*** SUPPLIED MATERIAL ***
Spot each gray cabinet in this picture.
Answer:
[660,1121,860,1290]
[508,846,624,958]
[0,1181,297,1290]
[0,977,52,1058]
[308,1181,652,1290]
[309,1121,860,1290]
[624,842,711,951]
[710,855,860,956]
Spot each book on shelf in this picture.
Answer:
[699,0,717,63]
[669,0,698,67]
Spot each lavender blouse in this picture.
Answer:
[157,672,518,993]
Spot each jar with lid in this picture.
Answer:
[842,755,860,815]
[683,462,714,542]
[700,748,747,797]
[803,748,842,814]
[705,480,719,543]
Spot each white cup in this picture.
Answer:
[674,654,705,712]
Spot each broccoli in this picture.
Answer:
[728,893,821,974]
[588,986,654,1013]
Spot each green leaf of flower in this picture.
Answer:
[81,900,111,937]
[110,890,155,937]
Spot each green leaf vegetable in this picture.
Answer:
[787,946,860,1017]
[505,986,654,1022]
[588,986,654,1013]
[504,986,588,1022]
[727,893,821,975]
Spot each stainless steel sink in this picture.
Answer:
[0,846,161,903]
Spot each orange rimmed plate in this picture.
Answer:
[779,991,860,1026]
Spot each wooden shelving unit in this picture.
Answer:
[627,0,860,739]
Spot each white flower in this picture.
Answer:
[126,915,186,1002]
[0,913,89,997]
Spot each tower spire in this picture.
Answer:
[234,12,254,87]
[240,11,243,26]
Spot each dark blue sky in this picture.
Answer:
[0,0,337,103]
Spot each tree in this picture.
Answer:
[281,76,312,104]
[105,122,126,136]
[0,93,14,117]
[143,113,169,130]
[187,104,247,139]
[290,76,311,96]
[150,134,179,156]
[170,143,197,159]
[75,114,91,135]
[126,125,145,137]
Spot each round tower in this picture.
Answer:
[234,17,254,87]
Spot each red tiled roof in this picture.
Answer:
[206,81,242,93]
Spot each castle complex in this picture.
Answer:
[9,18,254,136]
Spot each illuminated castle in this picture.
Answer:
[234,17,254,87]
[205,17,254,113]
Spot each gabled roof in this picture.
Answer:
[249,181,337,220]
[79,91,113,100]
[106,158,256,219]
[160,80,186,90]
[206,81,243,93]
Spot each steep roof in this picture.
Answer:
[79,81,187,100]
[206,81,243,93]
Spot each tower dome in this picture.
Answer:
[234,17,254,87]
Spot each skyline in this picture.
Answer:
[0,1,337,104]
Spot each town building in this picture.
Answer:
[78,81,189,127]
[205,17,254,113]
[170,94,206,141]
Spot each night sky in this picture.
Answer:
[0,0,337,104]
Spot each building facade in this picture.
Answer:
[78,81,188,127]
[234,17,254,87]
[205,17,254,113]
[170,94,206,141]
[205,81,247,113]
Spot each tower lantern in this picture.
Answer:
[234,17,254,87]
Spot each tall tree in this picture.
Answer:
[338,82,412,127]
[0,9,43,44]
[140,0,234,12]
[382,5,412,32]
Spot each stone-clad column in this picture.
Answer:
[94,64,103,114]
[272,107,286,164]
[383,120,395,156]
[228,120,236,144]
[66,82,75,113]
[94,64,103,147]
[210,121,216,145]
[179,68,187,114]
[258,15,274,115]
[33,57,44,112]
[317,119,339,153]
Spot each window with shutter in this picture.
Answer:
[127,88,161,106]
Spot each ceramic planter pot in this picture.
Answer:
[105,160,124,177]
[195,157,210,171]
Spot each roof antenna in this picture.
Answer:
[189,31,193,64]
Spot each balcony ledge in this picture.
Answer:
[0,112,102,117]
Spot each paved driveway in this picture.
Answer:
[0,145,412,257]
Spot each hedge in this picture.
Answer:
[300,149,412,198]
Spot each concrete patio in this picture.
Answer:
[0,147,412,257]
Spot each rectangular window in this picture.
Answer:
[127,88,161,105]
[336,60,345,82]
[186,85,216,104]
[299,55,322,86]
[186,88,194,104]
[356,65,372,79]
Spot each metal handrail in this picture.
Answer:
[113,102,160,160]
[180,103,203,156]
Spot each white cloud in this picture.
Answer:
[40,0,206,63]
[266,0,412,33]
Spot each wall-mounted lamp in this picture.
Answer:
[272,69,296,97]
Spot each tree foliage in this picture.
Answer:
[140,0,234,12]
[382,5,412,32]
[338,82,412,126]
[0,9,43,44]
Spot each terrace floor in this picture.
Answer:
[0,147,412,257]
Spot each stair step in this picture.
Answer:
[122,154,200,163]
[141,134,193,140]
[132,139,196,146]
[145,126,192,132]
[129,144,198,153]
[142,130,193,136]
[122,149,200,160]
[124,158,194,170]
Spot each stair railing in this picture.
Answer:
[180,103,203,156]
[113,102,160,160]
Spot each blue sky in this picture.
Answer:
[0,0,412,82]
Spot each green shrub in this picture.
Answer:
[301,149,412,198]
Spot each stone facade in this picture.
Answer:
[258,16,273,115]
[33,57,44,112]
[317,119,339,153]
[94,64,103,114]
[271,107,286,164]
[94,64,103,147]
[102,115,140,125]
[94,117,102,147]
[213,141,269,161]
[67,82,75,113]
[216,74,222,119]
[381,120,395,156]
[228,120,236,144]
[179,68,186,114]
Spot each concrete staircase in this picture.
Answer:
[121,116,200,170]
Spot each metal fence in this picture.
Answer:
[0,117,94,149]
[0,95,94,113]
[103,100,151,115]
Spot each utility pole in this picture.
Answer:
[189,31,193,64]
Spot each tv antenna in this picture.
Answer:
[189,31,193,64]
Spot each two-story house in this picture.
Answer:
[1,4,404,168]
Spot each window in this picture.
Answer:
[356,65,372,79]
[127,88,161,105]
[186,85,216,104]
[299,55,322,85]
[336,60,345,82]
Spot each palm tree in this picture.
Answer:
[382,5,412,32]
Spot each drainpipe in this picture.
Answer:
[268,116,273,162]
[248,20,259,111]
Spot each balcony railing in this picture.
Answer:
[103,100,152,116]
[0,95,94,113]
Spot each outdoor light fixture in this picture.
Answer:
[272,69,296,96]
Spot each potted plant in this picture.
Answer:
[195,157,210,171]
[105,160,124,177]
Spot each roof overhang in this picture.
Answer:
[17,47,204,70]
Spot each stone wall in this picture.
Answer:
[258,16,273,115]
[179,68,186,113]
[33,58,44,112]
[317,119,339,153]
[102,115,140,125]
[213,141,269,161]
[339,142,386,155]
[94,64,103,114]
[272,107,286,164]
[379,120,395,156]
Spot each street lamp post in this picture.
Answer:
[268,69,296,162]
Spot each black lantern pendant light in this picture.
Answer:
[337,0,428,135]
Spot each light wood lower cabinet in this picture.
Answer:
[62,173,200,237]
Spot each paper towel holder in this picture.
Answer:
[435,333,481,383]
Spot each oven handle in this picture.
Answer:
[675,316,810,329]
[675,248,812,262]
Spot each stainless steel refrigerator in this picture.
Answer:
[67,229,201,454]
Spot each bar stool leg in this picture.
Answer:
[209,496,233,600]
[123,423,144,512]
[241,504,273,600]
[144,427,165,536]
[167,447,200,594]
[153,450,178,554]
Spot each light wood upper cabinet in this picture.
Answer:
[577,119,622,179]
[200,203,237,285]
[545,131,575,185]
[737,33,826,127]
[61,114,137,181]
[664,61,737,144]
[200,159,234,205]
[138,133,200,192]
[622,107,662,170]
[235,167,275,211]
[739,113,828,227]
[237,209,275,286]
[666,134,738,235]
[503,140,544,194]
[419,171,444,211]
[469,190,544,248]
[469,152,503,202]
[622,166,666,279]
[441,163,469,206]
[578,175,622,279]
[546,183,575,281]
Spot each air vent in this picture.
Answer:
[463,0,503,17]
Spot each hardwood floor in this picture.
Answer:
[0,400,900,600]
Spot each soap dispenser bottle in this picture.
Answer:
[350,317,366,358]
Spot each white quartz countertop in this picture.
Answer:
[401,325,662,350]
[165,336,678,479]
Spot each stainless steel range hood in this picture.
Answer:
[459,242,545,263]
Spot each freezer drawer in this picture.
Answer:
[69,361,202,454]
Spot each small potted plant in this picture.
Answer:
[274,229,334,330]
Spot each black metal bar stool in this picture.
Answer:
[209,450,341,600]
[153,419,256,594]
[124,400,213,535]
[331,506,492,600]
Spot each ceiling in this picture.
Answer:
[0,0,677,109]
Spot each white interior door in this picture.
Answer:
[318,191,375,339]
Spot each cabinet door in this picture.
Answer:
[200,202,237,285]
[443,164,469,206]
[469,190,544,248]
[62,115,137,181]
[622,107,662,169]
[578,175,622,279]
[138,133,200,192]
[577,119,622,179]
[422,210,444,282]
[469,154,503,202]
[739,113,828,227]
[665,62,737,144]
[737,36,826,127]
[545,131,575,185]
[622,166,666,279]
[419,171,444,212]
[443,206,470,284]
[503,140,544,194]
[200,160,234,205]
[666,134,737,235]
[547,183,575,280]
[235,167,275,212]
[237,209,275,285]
***
**WHAT IS REQUIRED:**
Can you copy these lines exactly, starting at the line that has "Spot each concrete staircase in this picture." and stopping after the line that has "[153,450,178,554]"?

**RESPONSE FOR THIS EXERCISE:**
Spot each concrete staircase in this picture.
Answer:
[121,116,200,170]
Spot each metal fence in this picture.
Answer:
[0,117,94,149]
[0,95,94,113]
[103,100,151,115]
Spot each utility pole in this picture.
Answer:
[189,31,193,64]
Spot each tv antenna in this picture.
Answer:
[189,31,193,64]
Spot each two-story house in this picture.
Answer:
[1,4,404,168]
Spot each window in this picture.
Answer:
[356,65,372,79]
[127,88,161,105]
[186,85,216,104]
[299,55,322,85]
[336,60,345,82]
Spot each palm tree in this picture.
Answer:
[382,5,412,32]
Spot each drainpipe in this picture.
Answer:
[268,116,273,162]
[248,20,259,111]
Spot each balcony railing in this picture.
Answer:
[103,100,152,116]
[0,95,94,113]
Spot each outdoor light fixture in this picture.
Answer:
[272,69,296,96]
Spot each potted plant in this picture.
Answer:
[195,157,210,171]
[105,160,124,177]
Spot each roof overhang in this picture.
Answer:
[17,47,204,70]
Spot each stone wall in this picture.
Answer:
[258,16,273,115]
[179,68,186,113]
[33,58,44,112]
[317,119,339,153]
[102,115,140,125]
[213,141,269,161]
[339,142,386,155]
[94,64,103,114]
[272,107,286,164]
[379,120,395,156]
Spot each street lamp post in this picture.
Answer:
[268,69,296,162]
Spot each black lantern pendant light in this picture.
Answer:
[337,0,428,135]
Spot each light wood lower cabinet in this picture.
Answer:
[62,173,200,237]
Spot each paper towel holder in this picture.
Answer:
[435,333,481,383]
Spot each oven handle in this picture.
Answer:
[675,316,810,329]
[675,248,812,262]
Spot each stainless steel refrigerator in this picture.
Answer:
[67,229,201,454]
Spot each bar stool leg in this picture.
Answer:
[209,496,233,600]
[123,423,144,512]
[241,504,273,600]
[144,427,165,536]
[167,447,200,594]
[153,450,178,554]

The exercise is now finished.